- [Document excerpt]:
__________________________________________________
Tim Jones, the CEO of  Simpay will be on the panel. Simpay was brought to life by the four major mobile phone networks in the UK. The first stage of their service offers the phone-carrying public to pay for phone delivered content – catching up with the currently favoured premium-rate SMS charging. The next stage is – and this is where it becomes a more interesting example – allowing you pay for any types of content, as well as physical goods from shops, using your phone. It is something that has been theorised for a long time and Simpay appear to be pulling it together now. Tim’s background is particularly interesting. He co-invented Mondex, which as we all know, was the first form of public e-cash in the UK.

The third session is chaired by Ken Rutkowski of Ken Radio, and is about informing the content creators about the increasing range of platforms that are available to them for distributing their content. Within the industry there are different stages of knowledge, expectation and experience of what digital lifestyles will mean to the creators of the content, as well as the public. In this third session they will explore what roles different media play on different platforms and the effect it is going to have on the type of content people produce. Ken’s enthusiasm will lift the best out of the panellist.

The forth session is future business models chaired by media journalist, Kate Bulkley. It will explore the models that will run aside 30-second spot ads; mobile delivery; gaining benefit from efficient delivery to different platforms; generating new revenue from TV. There’s a lot of innovation in this area.

What does convergence mean to you? What’s your internal definition of it?

It’s an interesting word. It’s been around for a long time – and increasingly, over the last six/nine months it has become to mean anything that any marketeer wants it to mean. The original definition saw all devices being morphed in to one device. It’s clear that there won’t be convergence to that extent. It’s becoming less defined. The more it enters everyones vocabulary, the wider the definition becomes. Perversely it’s definition is diverging.
 
The convergence that Digital Lifestyles magazine focuses on, is how the influx of technology into the creation, transfer and reception of media content is changing the industry. Where media and technology touch, is what’s of interest to us, and the impact it will have.

There is an argument that media has always been a technological activity. From first workings and marking things on cave walls to the development of perspective, to the first film studios to television. It has always been technology-led.

That is probably true. Well it’s not probably true – it is true. The definition of what is technology is a sliding window, isn’t it? Pens, paper and the printing press were all once thought of as advanced technology, and then they slowly shifted to become the norm. I would argue that the window moves more quickly these days.
__________________________________________________
(Stored data)
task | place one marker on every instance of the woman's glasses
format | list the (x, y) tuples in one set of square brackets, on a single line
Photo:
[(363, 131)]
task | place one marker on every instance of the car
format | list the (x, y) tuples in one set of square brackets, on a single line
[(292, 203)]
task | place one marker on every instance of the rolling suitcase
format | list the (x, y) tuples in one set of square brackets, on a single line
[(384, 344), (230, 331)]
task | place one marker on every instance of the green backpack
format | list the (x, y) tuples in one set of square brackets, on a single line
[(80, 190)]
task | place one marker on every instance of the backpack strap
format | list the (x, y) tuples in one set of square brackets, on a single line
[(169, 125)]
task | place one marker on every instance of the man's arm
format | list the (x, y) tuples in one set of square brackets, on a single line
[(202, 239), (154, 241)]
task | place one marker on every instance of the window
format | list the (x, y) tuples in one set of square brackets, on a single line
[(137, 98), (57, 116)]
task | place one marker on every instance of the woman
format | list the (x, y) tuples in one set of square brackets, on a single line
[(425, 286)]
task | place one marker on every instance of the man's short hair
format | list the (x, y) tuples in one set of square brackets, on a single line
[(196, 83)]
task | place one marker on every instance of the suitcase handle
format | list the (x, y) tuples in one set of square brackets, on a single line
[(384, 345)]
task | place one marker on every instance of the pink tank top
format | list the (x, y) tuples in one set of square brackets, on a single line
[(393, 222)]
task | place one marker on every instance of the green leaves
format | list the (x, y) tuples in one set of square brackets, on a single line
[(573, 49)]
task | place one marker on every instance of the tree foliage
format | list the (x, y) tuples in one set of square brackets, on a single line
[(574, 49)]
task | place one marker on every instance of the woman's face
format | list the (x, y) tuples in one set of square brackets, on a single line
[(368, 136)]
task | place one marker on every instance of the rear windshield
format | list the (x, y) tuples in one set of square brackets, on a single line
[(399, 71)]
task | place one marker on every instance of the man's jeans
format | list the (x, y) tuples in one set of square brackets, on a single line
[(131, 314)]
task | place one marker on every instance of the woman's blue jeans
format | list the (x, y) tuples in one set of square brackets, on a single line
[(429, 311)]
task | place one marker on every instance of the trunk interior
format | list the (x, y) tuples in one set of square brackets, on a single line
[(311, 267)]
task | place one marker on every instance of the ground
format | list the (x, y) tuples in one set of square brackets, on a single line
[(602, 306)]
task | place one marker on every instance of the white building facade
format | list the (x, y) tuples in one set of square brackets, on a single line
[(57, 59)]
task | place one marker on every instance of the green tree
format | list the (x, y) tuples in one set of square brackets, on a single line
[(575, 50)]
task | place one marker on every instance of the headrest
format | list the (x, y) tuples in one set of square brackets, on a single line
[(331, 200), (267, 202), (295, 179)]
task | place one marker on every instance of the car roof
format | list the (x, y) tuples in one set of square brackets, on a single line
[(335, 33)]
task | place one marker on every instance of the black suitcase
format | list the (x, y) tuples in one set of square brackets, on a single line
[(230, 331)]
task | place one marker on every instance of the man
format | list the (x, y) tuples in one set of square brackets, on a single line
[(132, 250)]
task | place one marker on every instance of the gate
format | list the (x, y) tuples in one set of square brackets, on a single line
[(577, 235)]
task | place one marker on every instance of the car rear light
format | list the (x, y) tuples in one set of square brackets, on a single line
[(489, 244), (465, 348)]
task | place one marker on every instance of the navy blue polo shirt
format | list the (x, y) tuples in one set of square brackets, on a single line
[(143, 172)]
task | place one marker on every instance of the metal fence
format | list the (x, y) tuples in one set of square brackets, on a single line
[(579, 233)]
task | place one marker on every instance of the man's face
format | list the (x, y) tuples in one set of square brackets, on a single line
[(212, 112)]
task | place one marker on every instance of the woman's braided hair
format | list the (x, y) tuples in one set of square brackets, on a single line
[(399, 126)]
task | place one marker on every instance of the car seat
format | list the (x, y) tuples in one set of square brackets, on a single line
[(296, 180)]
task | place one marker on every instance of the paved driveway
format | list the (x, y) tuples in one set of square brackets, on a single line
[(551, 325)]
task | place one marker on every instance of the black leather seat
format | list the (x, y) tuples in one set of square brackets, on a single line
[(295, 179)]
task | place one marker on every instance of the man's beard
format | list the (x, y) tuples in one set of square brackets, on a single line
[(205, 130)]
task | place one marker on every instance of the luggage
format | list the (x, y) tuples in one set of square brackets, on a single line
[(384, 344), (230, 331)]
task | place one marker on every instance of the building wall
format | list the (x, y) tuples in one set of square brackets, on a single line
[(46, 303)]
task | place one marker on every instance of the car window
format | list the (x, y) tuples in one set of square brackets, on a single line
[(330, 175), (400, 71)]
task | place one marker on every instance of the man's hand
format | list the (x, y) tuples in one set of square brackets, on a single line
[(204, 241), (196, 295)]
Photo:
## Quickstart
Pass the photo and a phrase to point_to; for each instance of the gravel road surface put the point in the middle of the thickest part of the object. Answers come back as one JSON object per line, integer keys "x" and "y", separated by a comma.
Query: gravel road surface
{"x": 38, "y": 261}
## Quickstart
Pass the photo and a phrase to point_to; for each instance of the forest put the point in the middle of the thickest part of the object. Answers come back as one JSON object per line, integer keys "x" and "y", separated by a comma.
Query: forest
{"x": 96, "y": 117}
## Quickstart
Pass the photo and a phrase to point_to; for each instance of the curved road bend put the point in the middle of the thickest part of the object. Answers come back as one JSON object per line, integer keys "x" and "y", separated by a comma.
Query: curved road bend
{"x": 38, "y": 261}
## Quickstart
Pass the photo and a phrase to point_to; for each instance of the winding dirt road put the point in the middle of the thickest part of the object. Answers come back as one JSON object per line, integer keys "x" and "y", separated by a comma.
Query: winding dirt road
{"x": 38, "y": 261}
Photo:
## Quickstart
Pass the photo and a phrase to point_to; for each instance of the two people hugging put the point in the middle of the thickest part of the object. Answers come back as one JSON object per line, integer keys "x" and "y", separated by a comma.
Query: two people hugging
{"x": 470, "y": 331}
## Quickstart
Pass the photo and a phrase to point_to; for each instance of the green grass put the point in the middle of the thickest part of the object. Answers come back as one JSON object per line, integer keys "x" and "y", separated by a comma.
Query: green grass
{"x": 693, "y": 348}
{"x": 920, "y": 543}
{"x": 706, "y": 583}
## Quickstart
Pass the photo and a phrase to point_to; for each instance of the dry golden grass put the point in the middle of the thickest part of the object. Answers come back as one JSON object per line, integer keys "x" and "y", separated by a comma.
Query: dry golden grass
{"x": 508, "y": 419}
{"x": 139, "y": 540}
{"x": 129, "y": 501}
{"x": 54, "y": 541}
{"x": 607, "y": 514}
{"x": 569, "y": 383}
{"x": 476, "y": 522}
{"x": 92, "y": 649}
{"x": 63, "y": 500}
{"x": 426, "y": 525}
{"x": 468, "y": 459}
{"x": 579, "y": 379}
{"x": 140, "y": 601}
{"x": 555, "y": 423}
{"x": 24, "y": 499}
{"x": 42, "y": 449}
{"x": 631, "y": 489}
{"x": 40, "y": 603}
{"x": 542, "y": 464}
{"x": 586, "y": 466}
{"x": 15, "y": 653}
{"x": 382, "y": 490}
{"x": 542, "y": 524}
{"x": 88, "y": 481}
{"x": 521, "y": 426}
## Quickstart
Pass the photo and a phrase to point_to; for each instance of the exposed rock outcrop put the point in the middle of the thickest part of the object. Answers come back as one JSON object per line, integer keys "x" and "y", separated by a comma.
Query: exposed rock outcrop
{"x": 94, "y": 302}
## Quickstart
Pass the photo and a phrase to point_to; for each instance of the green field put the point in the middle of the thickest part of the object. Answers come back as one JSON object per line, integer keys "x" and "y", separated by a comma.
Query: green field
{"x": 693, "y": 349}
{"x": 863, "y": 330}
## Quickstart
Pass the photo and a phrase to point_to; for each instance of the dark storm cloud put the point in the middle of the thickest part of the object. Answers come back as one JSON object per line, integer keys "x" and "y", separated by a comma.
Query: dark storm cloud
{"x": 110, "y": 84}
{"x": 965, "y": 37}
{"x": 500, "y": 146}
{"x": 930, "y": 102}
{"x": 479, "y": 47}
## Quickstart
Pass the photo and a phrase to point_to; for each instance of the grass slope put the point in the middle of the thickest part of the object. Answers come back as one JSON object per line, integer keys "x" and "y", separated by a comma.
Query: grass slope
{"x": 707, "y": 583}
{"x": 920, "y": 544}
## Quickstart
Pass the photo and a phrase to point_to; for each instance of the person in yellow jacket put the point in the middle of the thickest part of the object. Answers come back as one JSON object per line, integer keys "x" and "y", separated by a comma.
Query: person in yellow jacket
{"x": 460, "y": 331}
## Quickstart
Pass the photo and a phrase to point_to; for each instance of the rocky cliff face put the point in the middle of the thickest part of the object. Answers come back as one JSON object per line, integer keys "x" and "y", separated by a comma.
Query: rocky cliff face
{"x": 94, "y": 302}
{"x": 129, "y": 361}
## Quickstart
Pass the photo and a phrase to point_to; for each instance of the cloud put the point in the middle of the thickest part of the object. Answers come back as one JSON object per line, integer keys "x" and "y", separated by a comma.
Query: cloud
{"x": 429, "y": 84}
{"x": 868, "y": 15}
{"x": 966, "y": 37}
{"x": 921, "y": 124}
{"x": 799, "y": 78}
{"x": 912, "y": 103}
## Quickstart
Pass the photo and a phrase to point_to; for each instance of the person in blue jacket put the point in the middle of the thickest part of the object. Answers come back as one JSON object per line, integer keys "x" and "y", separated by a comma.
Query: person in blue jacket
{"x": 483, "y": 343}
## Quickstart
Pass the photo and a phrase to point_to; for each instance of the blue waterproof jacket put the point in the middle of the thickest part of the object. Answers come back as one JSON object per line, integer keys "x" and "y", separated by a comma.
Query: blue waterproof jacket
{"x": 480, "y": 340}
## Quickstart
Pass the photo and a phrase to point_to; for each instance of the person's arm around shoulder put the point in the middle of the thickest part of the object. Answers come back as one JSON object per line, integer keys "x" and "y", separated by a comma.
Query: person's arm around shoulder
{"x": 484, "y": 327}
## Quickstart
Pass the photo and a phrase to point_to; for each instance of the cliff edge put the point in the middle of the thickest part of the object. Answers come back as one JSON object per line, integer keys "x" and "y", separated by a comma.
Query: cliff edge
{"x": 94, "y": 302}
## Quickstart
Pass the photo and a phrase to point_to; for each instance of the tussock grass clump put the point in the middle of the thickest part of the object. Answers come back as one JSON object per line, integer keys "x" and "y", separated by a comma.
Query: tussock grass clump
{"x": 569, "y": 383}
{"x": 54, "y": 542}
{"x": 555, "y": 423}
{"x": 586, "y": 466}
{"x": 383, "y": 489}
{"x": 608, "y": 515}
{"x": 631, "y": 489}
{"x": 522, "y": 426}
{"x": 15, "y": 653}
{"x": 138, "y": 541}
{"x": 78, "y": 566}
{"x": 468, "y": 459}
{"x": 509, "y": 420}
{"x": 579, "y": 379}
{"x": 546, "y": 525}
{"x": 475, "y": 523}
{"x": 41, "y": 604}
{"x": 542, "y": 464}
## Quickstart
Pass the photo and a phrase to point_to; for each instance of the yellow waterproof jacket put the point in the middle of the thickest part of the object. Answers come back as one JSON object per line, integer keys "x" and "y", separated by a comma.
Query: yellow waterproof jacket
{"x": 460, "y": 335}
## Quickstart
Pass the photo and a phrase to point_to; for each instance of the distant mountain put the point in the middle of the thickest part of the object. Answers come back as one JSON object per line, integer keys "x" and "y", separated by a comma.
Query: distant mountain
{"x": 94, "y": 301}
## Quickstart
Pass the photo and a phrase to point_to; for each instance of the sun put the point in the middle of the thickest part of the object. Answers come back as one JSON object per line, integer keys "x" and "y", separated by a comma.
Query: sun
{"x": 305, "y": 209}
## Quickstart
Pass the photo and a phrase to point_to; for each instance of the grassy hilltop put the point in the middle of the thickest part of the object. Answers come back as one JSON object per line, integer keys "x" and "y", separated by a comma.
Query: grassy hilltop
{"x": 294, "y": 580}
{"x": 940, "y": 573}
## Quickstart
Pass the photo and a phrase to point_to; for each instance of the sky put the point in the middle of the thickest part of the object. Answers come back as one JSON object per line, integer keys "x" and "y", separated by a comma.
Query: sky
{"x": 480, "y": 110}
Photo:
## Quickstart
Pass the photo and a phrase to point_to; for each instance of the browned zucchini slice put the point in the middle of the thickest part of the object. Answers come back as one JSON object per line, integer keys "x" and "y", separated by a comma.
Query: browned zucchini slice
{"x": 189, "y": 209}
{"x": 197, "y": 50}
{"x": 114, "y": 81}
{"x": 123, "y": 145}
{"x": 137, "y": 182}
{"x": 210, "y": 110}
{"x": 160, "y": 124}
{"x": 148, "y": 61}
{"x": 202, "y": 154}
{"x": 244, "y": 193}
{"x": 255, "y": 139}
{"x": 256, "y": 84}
__________________________________________________
- [Objective 1]: Rewrite everything from "The forth session" down to "in this area." in the convergence interview, swapping "innovation" for "experimentation".
- [Objective 2]: In the convergence interview, who chairs the third session?
- [Objective 3]: Continue the convergence interview from its last sentence.
This material was taken from a separate source.

- [Final answer 1]:
The forth session is future business models chaired by media journalist, Kate Bulkley. It will explore the models that will run aside 30-second spot ads; mobile delivery; gaining benefit from efficient delivery to different platforms; generating new revenue from TV. There’s a lot of experimentation in this area.

- [Final answer 2]: Ken Rutkowski of Ken Radio.

- [Final answer 3]:
But media always seems to be at the forefront of technology – many technological breakthroughs are media related and have been throughout the history of mankind.

Technology has certainly had an influence – I don’t know whether media has always been pushing technology, or whether it has always been using the latest technology. It certainly has previously utilised it, and the people who have utilised the technology are the ones that have had the upper hand. Look back to Murdoch in the use of technology in the production of newspapers, originally pioneered by the Eddie Shah with Today.

I think people get business advantage by using technology and media. I don’t think necessarily the mainstream media are quick in adopting technologies and making the most of them, and that’s frustrating. However, this gives a space for the people who are outside the mainstream media, micro-production companies if you will, to use the technologies to create and deliver their content to an audience on an economic basis.

Do you think the public thave an active participation in convergence? Do they see the convergence as something they are getting involved in or do they see it as something that has happened around them? Five years ago they were going out and buying DVD players and now they are buying PVRs – Do you think they are seeing it as progress or just something new to buy?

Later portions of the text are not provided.